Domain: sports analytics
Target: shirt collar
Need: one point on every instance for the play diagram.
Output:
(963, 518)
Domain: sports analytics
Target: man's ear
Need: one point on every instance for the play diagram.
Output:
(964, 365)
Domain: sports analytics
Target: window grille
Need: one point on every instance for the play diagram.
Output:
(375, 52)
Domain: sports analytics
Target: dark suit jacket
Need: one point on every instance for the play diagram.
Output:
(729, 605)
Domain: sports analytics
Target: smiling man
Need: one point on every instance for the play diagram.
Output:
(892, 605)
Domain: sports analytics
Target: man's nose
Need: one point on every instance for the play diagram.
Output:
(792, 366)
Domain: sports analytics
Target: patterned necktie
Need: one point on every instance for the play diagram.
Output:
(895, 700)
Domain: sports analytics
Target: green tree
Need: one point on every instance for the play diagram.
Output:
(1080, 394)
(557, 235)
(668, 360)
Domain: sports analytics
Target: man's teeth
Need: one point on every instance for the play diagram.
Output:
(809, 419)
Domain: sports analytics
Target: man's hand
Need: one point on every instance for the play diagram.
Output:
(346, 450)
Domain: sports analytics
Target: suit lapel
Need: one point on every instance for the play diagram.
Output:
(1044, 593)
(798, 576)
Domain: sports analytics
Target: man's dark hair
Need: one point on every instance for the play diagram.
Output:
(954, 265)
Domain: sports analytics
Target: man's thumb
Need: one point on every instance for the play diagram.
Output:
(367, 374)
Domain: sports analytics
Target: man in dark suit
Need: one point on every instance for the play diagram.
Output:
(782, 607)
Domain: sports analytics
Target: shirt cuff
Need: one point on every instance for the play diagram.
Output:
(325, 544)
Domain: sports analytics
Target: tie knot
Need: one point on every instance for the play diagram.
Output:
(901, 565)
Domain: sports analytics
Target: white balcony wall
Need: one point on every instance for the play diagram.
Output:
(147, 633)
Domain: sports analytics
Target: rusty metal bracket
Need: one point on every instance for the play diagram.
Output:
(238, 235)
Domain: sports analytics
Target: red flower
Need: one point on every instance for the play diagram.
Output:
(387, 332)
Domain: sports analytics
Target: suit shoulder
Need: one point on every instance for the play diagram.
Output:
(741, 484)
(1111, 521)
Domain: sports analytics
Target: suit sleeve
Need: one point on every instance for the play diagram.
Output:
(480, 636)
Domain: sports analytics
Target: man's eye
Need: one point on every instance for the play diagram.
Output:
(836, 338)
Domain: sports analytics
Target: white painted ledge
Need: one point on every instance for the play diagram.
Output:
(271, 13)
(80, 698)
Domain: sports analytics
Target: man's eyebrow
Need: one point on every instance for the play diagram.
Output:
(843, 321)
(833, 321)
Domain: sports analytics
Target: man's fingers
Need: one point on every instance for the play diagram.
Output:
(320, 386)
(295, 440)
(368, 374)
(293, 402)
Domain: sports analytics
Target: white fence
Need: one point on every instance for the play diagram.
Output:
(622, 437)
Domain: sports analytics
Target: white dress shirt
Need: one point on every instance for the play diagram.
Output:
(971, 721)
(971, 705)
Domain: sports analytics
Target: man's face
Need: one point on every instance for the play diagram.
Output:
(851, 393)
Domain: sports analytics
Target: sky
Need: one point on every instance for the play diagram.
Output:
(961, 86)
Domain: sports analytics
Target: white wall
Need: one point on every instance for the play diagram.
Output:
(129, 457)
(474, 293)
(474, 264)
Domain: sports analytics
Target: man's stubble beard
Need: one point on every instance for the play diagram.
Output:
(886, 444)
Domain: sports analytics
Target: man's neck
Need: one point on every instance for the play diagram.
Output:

WHAT YOU ARE ASKED TO DO
Copy out every line in the entries above that contains the word "dark".

RESULT FOR THIS TASK
Target: dark suit jacket
Target: man's dark hair
Target: man in dark suit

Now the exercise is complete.